Exercise task: Could you repeat, word for word, every line from the one containing "Annotate the reflection in puddle" through the final line of the records below, and nothing else?

Supplied data:
>> start

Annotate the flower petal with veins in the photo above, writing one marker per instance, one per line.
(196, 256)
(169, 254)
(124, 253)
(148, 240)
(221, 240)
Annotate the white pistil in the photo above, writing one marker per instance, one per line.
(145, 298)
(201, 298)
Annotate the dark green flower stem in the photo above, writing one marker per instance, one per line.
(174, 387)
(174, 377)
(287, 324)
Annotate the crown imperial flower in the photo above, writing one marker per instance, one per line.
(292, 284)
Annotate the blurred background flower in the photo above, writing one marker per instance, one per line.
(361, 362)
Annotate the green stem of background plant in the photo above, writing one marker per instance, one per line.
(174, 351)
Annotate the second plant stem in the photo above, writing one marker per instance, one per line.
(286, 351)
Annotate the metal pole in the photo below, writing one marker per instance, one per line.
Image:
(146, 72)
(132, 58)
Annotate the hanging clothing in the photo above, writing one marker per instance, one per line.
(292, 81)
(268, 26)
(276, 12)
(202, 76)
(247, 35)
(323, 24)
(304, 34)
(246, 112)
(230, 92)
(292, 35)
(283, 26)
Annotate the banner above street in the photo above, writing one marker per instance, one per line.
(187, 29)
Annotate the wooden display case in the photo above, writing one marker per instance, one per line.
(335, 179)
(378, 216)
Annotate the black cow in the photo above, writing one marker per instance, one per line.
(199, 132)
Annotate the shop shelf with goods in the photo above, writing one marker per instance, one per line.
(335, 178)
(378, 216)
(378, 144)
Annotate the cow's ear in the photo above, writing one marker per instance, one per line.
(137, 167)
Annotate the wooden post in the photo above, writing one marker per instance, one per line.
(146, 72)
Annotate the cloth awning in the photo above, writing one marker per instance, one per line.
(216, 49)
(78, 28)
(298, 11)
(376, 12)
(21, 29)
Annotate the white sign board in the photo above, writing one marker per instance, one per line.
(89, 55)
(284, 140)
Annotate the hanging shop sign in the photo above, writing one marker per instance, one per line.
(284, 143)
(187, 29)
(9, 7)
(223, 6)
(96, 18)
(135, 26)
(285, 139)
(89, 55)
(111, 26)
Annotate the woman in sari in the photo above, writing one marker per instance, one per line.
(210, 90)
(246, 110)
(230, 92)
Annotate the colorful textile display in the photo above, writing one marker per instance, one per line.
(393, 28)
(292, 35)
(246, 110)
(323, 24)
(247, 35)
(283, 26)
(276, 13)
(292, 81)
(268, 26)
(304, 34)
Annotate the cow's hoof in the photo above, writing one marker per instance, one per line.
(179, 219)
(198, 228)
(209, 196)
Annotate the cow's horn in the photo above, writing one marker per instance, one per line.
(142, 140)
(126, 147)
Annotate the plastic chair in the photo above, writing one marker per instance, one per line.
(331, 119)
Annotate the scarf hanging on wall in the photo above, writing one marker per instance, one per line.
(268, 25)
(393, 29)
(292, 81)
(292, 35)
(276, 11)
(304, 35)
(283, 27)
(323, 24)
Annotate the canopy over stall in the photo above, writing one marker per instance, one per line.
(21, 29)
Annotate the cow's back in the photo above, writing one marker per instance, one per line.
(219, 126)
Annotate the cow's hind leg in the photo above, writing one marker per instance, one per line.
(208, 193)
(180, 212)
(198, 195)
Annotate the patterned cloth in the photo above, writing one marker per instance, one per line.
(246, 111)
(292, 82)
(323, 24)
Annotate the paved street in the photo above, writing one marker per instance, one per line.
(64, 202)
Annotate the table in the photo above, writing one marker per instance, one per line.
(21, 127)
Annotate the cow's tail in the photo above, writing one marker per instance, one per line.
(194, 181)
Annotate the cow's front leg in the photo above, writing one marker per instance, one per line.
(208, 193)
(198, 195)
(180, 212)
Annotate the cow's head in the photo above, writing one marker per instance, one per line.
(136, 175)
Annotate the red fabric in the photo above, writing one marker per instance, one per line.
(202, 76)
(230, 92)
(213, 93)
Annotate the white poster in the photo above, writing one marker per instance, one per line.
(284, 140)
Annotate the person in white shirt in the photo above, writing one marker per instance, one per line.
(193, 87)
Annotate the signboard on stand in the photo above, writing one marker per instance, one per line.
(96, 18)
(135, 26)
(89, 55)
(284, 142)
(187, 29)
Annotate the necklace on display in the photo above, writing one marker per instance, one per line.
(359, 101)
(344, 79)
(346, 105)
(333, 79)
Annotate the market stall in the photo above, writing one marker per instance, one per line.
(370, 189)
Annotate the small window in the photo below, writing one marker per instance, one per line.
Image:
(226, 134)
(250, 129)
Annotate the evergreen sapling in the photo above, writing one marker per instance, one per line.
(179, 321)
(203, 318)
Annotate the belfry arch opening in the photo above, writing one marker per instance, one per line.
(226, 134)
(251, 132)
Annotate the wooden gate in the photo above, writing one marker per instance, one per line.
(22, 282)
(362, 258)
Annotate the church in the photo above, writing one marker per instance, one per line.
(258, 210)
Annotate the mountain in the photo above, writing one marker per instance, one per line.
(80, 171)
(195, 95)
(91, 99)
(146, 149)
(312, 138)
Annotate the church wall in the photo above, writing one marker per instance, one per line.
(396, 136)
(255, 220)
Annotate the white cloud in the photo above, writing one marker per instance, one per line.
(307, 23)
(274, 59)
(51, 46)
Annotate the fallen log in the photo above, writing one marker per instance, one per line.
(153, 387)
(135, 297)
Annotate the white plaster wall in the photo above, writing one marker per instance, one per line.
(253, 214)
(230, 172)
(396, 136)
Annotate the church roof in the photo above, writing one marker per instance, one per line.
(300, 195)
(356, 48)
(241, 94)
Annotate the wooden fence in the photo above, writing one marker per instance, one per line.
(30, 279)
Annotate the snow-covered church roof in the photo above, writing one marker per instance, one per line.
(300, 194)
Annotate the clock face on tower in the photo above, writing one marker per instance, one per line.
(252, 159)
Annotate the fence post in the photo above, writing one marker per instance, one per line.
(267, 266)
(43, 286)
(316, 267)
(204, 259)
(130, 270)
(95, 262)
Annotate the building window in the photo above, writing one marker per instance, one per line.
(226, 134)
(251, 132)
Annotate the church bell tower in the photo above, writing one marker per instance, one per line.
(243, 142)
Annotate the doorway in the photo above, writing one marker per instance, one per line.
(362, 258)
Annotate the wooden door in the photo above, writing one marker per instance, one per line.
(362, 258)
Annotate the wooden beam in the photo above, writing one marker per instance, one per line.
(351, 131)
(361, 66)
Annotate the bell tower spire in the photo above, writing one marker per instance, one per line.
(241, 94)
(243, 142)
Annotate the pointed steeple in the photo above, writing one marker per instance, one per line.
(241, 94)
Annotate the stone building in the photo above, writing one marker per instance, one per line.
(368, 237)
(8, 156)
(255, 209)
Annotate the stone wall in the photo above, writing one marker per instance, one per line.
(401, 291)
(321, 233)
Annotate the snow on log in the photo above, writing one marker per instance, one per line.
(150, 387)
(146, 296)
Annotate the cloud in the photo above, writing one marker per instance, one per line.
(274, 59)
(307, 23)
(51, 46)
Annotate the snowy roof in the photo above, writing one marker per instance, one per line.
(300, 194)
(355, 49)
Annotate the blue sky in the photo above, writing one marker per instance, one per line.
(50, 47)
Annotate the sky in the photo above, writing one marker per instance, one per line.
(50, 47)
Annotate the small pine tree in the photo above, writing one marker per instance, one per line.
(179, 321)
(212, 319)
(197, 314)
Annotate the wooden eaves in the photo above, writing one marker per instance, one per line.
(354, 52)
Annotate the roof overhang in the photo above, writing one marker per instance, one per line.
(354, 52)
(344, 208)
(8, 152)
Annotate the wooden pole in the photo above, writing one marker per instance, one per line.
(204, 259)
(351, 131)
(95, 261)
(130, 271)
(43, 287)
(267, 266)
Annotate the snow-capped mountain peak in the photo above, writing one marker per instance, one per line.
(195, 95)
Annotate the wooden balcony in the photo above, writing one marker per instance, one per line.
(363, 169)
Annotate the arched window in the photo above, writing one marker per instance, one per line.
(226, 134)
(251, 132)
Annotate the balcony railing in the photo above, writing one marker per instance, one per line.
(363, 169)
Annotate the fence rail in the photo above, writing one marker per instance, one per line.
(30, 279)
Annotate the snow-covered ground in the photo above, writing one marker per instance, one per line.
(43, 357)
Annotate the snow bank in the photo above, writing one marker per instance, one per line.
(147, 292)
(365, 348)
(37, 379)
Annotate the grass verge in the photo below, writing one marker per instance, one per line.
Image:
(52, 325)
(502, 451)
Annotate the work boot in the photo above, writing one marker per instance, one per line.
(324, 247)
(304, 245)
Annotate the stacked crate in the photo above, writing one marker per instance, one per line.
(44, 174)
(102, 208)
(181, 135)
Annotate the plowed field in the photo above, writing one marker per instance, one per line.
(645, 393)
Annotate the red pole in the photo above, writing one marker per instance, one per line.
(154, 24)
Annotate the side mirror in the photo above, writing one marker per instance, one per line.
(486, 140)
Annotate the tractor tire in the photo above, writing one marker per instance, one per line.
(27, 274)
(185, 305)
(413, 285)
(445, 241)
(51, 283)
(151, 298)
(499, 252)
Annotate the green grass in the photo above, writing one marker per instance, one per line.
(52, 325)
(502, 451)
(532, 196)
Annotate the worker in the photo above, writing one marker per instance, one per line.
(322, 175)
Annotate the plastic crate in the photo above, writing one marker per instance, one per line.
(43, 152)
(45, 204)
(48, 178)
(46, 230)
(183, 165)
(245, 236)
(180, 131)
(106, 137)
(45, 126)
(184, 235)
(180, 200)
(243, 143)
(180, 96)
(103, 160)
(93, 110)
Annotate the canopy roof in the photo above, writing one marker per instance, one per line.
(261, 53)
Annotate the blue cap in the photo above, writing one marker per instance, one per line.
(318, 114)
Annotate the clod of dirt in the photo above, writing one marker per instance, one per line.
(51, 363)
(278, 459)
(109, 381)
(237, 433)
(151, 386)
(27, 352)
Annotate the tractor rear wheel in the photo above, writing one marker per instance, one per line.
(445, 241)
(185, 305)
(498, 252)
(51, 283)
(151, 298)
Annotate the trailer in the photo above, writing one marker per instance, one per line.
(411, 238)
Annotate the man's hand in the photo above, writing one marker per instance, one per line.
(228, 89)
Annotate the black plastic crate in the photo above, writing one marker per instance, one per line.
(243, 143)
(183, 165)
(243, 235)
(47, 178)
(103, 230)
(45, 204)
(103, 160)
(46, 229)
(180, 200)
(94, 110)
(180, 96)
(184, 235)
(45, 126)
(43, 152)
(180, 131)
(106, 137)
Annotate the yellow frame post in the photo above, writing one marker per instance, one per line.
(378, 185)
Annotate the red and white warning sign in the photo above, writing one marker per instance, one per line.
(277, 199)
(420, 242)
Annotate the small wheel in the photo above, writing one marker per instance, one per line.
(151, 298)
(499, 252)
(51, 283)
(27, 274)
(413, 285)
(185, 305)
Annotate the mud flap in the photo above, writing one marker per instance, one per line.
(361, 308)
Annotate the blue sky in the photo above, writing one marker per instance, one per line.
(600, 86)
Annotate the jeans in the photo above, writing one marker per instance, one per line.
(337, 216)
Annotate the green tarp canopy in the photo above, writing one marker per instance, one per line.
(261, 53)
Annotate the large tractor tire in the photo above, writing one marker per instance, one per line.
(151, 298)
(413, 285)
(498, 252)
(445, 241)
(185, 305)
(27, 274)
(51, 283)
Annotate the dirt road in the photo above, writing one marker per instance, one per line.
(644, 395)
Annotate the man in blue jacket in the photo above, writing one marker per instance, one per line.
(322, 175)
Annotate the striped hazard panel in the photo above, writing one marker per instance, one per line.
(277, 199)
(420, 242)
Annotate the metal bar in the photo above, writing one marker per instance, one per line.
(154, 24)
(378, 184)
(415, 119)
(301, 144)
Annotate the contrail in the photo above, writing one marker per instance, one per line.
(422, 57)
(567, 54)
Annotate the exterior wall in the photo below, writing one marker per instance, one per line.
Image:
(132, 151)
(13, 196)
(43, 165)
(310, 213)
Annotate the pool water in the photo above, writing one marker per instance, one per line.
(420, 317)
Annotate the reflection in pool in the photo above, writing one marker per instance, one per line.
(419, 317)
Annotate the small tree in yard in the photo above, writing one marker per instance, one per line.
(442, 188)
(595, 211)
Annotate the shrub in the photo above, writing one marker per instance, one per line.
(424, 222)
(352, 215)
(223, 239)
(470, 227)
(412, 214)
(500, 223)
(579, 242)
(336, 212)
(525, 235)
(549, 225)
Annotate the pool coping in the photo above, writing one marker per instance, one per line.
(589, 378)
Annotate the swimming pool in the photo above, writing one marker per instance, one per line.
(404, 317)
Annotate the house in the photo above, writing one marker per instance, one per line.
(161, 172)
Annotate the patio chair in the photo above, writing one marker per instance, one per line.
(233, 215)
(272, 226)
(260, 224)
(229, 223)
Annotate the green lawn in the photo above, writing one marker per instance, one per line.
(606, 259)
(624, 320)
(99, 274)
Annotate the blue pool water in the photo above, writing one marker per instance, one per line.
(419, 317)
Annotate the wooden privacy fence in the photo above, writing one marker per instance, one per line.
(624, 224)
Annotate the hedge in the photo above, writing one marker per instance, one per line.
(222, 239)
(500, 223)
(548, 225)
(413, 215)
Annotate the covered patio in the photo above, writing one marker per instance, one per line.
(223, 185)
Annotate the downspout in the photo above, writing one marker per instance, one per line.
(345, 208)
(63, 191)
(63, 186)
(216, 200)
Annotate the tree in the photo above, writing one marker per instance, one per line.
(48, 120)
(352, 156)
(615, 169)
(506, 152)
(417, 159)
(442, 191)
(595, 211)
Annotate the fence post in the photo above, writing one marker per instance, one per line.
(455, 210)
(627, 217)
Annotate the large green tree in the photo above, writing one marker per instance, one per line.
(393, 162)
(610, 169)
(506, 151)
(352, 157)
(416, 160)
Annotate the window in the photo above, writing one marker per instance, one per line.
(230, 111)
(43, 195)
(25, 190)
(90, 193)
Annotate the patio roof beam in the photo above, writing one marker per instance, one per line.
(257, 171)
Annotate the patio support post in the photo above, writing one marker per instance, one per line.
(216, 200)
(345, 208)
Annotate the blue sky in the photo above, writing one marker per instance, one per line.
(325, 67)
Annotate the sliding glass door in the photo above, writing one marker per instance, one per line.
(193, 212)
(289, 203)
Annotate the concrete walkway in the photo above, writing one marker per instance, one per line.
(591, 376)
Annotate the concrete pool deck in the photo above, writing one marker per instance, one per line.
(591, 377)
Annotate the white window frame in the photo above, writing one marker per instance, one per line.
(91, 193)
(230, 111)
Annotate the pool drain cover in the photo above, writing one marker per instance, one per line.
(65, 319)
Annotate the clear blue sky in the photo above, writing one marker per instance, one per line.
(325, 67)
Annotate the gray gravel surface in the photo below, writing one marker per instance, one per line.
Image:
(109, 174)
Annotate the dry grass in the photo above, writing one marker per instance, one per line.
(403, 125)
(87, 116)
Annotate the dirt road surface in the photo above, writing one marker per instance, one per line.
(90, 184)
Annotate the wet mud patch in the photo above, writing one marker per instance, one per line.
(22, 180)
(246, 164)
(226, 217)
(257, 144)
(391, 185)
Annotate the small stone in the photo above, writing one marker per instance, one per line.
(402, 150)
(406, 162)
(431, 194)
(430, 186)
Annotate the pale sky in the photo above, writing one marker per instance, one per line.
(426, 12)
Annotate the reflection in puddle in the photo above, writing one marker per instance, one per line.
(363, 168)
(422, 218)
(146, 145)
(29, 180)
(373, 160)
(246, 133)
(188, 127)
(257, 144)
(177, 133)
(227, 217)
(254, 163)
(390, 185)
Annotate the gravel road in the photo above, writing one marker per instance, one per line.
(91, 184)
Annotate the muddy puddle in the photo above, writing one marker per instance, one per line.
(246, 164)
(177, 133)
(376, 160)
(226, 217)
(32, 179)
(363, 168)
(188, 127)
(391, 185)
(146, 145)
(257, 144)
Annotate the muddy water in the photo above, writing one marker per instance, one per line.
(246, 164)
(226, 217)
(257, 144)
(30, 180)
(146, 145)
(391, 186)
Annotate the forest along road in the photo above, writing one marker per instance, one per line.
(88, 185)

>> end

Complete response:
Annotate the reflection in puddle in the photo above, writing one marker per instance, one per line.
(363, 168)
(422, 218)
(146, 145)
(29, 180)
(373, 160)
(246, 133)
(188, 127)
(257, 144)
(177, 133)
(227, 217)
(254, 163)
(390, 185)
Annotate the gravel road in the photo above, writing one marker per instance, one per line.
(91, 184)
Annotate the muddy puddle in the photo above, writing one marker per instance, one per line.
(246, 164)
(177, 133)
(376, 160)
(226, 217)
(32, 179)
(363, 168)
(188, 127)
(391, 185)
(146, 145)
(257, 144)
Annotate the muddy water in the photo above, writing one marker per instance, one per line.
(246, 164)
(226, 217)
(257, 144)
(30, 180)
(146, 145)
(391, 186)
Annotate the forest along road in the photo above, writing one marker per instance, one per line.
(88, 185)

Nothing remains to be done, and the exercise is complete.